## ОТРЫВОК:
★ ★ ★ ★
Часто с жизнью и идеалами восточного пустынножительства знакомит случай. Но мало-помалу пропаганда становится всё планомернее. Иероним, Руфин и Сульпиций Север23) сделали доступным обаяние восточных пустынь широким кругам Запада. Служивший Богу и спасавший себя в Сирийской Фиваиде Иероним рассказывал и писал о том, как «в обширной пустыне, сожжённой лучами солнца», ему мерещились соблазны римской жизни, как мысленно, а может быть, и галлюцинируя, вмешивался он в «хоры дев». «Уста бледнели от постов, а душа бурлила желаниями в хладном теле, и пред человеком, уже ранее положенного ему времени мертвым в плоти своей, кипели одни пожарища сладострастия». Руфин сам был в Египте и сообщал захватывающие внимание легендарные сведения об египетских пустынниках. Смешивал легенду с действительностью и Сульпиций Север. И жадно читались новые книги, напряжённо внимали рассказам об анахоретах, считающих непозволительною роскошью всё, кроме воды и хлеба. Привлекал героизм пустынников, отрёкшихся от мира и бросившихся навстречу опасностям в надежде на одного только Бога. Страшна пустыня. Там живут дикие, невиданные звери; там готовы всякого растерзать свирепые драконы, достигающие 15 локтей в длину. Один взгляд их убивает человека. Трудна жизнь пустынника, страшны голодная смерть и дикие звери, но ещё ужаснее искушения.

К одному анахорету пришла какая-то женщина и попросила у него приюта на ночь. Пустынник согласился, забыв о хитрости дьявола. Он понял это слишком поздно, когда уже поддался её соблазнам и обнял её. Пришелица «тонкою тенью» с диким воем исчезла из рук его, а черти, которых в пустыне множество, стали издеваться над легкомысленным отшельником: «О, ты, возносившийся до небес, как низко ты пал, до самого ада!» Отшельник мог ещё спастись, начав снова трудную жизнь лишений и самоотречения. Вместо этого он отчаялся, вернулся в город и предался «всяческому бесстыдству». Отчаянье в своём [47] спасении губит человека, — твёрдость и святое упорство венчаются победою. Один грешник, раскаявшись в своих грехах, бежал в пустыню. Но демоны не легко упускают свою жертву. Бессильные поколебать его решение, они три ночи подряд нещадно били его. Новый анахорет был тверд, предпочитая смерть жизни во грехах. И демоны отступили от него с воем: «Ты победил, ты победил!»

Святой человек может не бояться ничего. От голода его спасает Бог, посылающий хлеб святым пустынникам, как некогда Он питал пророка Илью. Демоны над святым не властны. Звери покорны его воле. Пустынники руками ловят змей и драконов. Один ужасный дракон нагнал страх на всё селение. Жители обратились за помощью к анахорету, и тот словом своим убил опасного зверя. Все сбежались, изумлённые чудом, но ещё боясь даже трупа дракона, от которого шла страшная вонь, всегда сопровождающая демонов. Только по приказанию ободрившего их анахорета поселяне засыпали дракона песком.
★ ★ ★ ★
## МАТЕРИАЛ:

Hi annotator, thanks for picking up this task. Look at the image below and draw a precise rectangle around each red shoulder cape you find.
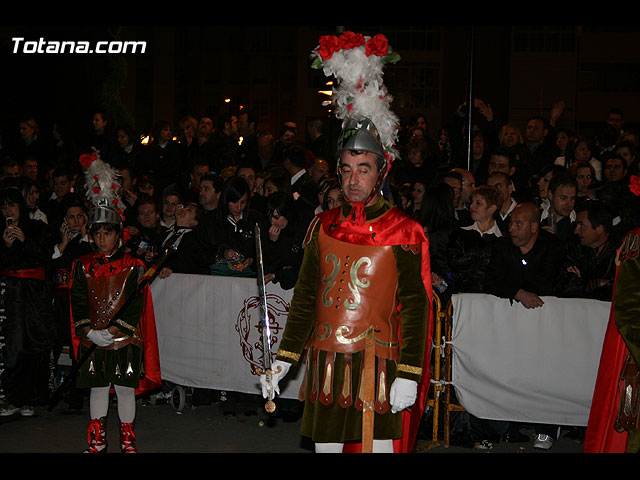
★ ★ ★ ★
## ЗАДАНИЕ 1:
Ответьте на вопросы по отрывку о пустынниках:
(а) Какой длины, согласно отрывку, достигают свирепые драконы в пустыне?
(б) Сколько ночей подряд демоны били раскаявшегося грешника, бежавшего в пустыню?
(в) Что поселяне сделали с трупом дракона по приказанию анахорета?
## ЗАДАНИЕ 2:
Продолжите отрывок о пустынниках, начав сразу после его последнего предложения.

## ОТВЕТ 1:
(а) 15 локтей.
(б) Три ночи.
(в) Засыпали его песком.

## ОТВЕТ 2:
К пустыннику Аммону часто заходили разбойники. «И, так как часто терпел он от них обиды, пошёл он в пустыню и привёл оттуда с собою двух громадных драконов, и велел им оставаться у порога своего монастыря и охранять вход в него». Сильны святые люди, но им необходимо смирение. Это доказывается примерами погубленных гордынею анахоретов и наставлениями святых египетских аббатов. Аббат одного монастыря посылал с хлебом к отшельнику, живущему вне монастыря, двух мальчиков. Однажды, возвращаясь, встретили они змея. Мальчики не испугались, а схватили его и, завернув в одежду, с торжеством принесли в монастырь. Все хвалили твёрдую веру мальчиков, только аббат понял опасность их ранней гордыни и приказал обоих высечь, чтобы не приписывали они своей вере дела Божьи.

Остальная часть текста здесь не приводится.